QUESTION POSEE LE 4 SEPTEMBRE 201O A SENEFFE AUPRES D'UNE GENTE SOCIETE D'HOMMES ET DE FEMMES DE LETTRES
Ulrich,
le personnage principal de L'Homme sans qualités de Musil, se définit
comme un être - selon ses propres mots - "né avec des dons pour lesquels
il n'y a pas d'emploi", dans la société moderne qu'il voit se déployer
sous ses yeux. Stephen Dedalus, le héros de l'Ulysse de Joyce, fait
preuve - c'est le moins qu'on puisse dire - d'un même symptôme
d'inadaptation lui permettant de se poser en sujet réflexif doté
d'une extranéité radicale face au réel social.
Louis
Aragon affirme, dans sa postface au "Monde Réel " qu'il écrit
en 1967 : "Le roman est un langage qui ne dit pas seulement ce
qu'il dit, mais autre chose encore, au-delà ". Aragon souligne
cet "au-delà". Je me permets de conjecturer que, depuis Don Quichotte, le roman a pour
mission d'assumer à la fois l'ancien au-delà métaphysique et l'au-delà
historique inséparable d'une ère moderne où la transcendance a vacillé.
De
fait, à partir de Cervantès, le roman n'a de cesse d'inventer ce que Georg
Lukacs nomme "des créatures problématiques s'opposant à la prose du monde",
vu comme un labyrinthe où ces créatures tentent, avec plus ou
moins de bonheur, de trouver une issue. Presque toujours leur quête suscite à
l'origine une réprobation qui prend la forme d'un refus de ce qui est
présenté comme un galimatias incompréhensible. Le reproche est : cela n'a pas
de sens, on ne vous comprend pas ! Vous parlez une langue par trop étrangère et
intraduisible...

- [Données enregistrées]:
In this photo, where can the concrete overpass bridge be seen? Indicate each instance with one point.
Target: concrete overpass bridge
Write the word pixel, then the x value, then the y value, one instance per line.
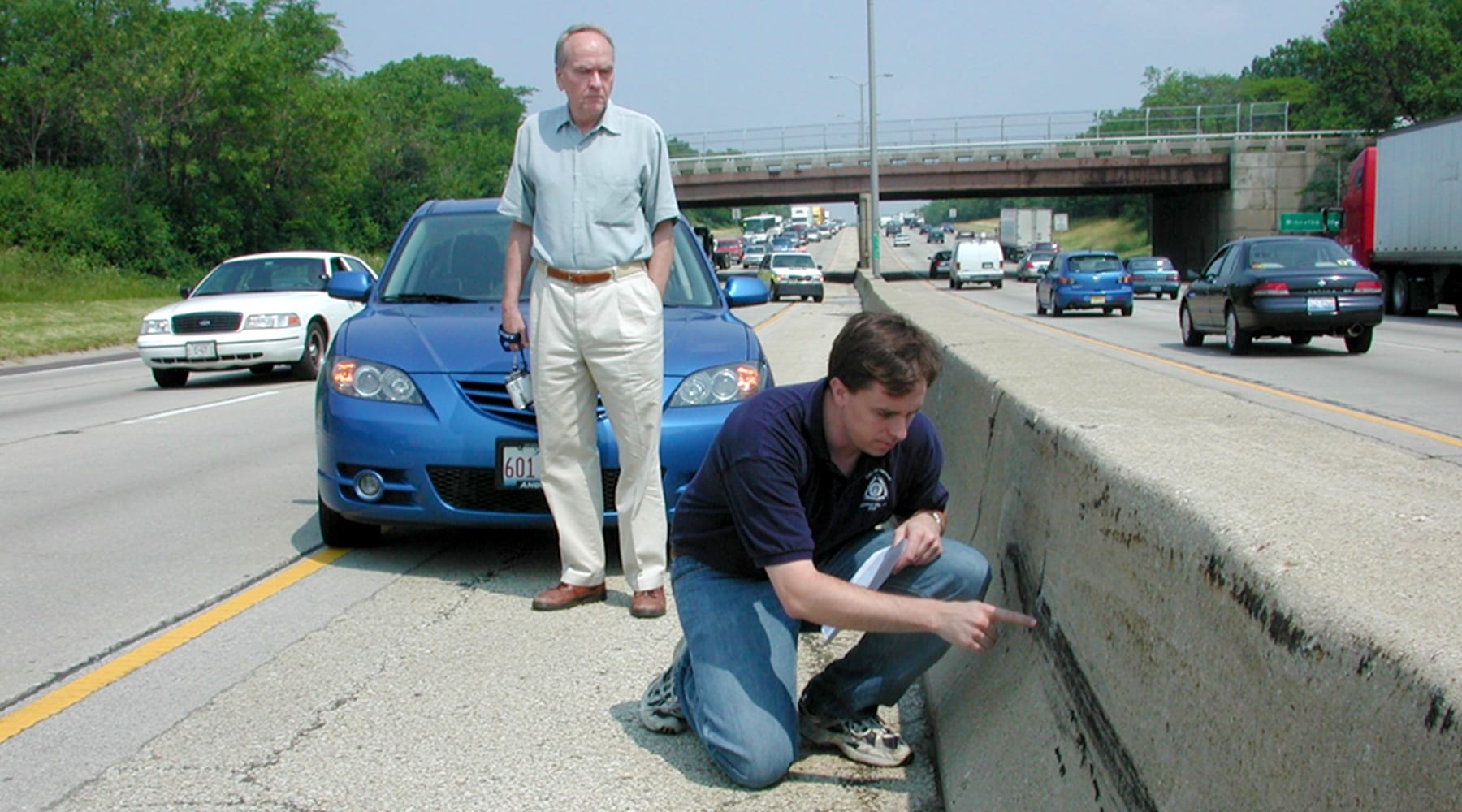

- [Consigne]: Restituez à l'identique le passage de l'extrait sur le roman compris entre « QUESTION POSEE LE » et « au réel social. », ces deux bornes incluses. Répondez en vous fondant uniquement sur l'extrait.

- [Réponse]:
QUESTION POSEE LE 4 SEPTEMBRE 201O A SENEFFE AUPRES D'UNE GENTE SOCIETE D'HOMMES ET DE FEMMES DE LETTRES
Ulrich,
le personnage principal de L'Homme sans qualités de Musil, se définit
comme un être - selon ses propres mots - "né avec des dons pour lesquels
il n'y a pas d'emploi", dans la société moderne qu'il voit se déployer
sous ses yeux. Stephen Dedalus, le héros de l'Ulysse de Joyce, fait
preuve - c'est le moins qu'on puisse dire - d'un même symptôme
d'inadaptation lui permettant de se poser en sujet réflexif doté
d'une extranéité radicale face au réel social.